Materiale fornito »
┌──

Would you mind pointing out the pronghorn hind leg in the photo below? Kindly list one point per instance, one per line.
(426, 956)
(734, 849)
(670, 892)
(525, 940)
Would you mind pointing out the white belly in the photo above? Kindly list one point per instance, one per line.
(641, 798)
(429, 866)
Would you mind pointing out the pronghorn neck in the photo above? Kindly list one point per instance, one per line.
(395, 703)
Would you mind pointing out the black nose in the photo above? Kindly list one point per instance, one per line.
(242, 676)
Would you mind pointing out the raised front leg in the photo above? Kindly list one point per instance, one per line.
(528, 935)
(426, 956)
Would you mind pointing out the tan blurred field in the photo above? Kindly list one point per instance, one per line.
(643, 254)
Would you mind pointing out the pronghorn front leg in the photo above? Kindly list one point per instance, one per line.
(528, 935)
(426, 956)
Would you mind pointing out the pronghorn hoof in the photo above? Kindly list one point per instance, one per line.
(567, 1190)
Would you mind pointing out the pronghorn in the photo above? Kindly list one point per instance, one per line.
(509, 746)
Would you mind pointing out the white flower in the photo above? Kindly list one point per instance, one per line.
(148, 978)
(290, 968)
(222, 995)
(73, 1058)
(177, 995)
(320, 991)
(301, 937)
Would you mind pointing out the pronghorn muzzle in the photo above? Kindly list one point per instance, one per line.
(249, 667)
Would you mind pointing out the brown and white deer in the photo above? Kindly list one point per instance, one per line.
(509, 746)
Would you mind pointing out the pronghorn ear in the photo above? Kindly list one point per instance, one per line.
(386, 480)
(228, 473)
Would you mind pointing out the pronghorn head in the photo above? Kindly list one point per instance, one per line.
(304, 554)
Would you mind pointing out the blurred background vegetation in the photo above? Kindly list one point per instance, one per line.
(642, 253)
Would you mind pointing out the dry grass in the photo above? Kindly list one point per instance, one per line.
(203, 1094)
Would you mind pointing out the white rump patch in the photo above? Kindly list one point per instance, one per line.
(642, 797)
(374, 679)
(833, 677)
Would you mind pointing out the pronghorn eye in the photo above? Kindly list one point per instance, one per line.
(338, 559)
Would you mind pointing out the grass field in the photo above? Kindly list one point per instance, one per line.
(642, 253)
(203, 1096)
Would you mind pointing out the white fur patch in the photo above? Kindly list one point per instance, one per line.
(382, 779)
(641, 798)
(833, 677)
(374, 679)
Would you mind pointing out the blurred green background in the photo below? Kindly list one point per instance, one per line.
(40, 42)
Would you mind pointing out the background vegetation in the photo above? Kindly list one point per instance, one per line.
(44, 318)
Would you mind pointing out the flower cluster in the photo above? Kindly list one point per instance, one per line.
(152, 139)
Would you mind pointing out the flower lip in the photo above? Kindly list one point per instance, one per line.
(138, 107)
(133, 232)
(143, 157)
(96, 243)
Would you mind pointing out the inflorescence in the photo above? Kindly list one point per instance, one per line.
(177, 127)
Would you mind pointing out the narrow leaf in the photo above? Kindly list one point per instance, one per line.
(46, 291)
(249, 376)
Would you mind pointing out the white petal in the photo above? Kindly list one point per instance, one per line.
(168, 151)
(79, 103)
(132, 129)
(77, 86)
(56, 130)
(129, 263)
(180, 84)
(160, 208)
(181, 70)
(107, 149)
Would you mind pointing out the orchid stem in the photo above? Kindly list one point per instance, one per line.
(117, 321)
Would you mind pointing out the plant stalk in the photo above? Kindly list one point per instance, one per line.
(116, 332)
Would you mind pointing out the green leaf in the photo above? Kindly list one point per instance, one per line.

└──

Descrizione del problema » Ricopia parola per parola tutti i record riportati sopra, senza tralasciarne nessuno.

Esercizio svolto »
Would you mind pointing out the pronghorn hind leg in the photo below? Kindly list one point per instance, one per line.
(426, 956)
(734, 849)
(670, 892)
(525, 940)
Would you mind pointing out the white belly in the photo above? Kindly list one point per instance, one per line.
(641, 798)
(429, 866)
Would you mind pointing out the pronghorn neck in the photo above? Kindly list one point per instance, one per line.
(395, 703)
Would you mind pointing out the black nose in the photo above? Kindly list one point per instance, one per line.
(242, 676)
Would you mind pointing out the raised front leg in the photo above? Kindly list one point per instance, one per line.
(528, 935)
(426, 956)
Would you mind pointing out the tan blurred field in the photo above? Kindly list one point per instance, one per line.
(643, 254)
Would you mind pointing out the pronghorn front leg in the photo above? Kindly list one point per instance, one per line.
(528, 935)
(426, 956)
Would you mind pointing out the pronghorn hoof in the photo above? Kindly list one point per instance, one per line.
(567, 1190)
Would you mind pointing out the pronghorn in the photo above? Kindly list one point per instance, one per line.
(509, 746)
Would you mind pointing out the white flower in the photo above? Kindly list one point per instance, one per line.
(148, 978)
(290, 968)
(222, 995)
(73, 1058)
(177, 995)
(320, 991)
(301, 937)
Would you mind pointing out the pronghorn muzzle in the photo above? Kindly list one point per instance, one per line.
(249, 667)
Would you mind pointing out the brown and white deer in the photo above? Kindly list one point per instance, one per line.
(509, 746)
Would you mind pointing out the pronghorn ear in the photo above? Kindly list one point per instance, one per line.
(386, 480)
(228, 473)
Would you mind pointing out the pronghorn head in the photo above? Kindly list one point per instance, one per line.
(304, 554)
Would you mind pointing out the blurred background vegetation in the photo above? Kindly list one point per instance, one per line.
(642, 253)
Would you mind pointing out the dry grass in the photo above? Kindly list one point per instance, one per line.
(203, 1094)
Would you mind pointing out the white rump patch in the photo above? Kindly list one point per instance, one per line.
(642, 797)
(374, 679)
(833, 677)
Would you mind pointing out the pronghorn eye in the photo above? Kindly list one point per instance, one per line.
(338, 559)
Would you mind pointing out the grass field in the photo above? Kindly list one point per instance, one per line.
(642, 253)
(203, 1096)
Would you mind pointing out the white fur patch in the photo above? Kindly list one point per instance, one per line.
(382, 779)
(641, 798)
(833, 677)
(374, 679)
Would you mind pointing out the blurred green background in the photo below? Kindly list one point per instance, one per line.
(40, 42)
Would you mind pointing out the background vegetation in the photo above? Kindly list one point per instance, one per line.
(44, 318)
Would you mind pointing out the flower cluster in the photo above? Kindly list one point per instance, one per line.
(152, 139)
Would you mind pointing out the flower lip in the photo above? Kindly list one point per instance, one per line.
(138, 107)
(133, 232)
(143, 157)
(96, 243)
Would you mind pointing out the inflorescence in the photo above? Kindly list one point per instance, one per line.
(177, 127)
Would you mind pointing out the narrow leaf in the photo above? Kindly list one point per instance, one per line.
(46, 291)
(249, 376)
Would you mind pointing out the white petal in the photo above? Kindly list one point per instance, one per line.
(168, 151)
(79, 103)
(132, 129)
(77, 86)
(56, 130)
(129, 263)
(180, 84)
(160, 208)
(181, 70)
(107, 149)
Would you mind pointing out the orchid stem in the photo above? Kindly list one point per instance, one per line.
(117, 321)
Would you mind pointing out the plant stalk in the photo above? Kindly list one point per instance, one per line.
(116, 332)
Would you mind pointing out the green leaf in the photo above? Kindly list one point per instance, one per line.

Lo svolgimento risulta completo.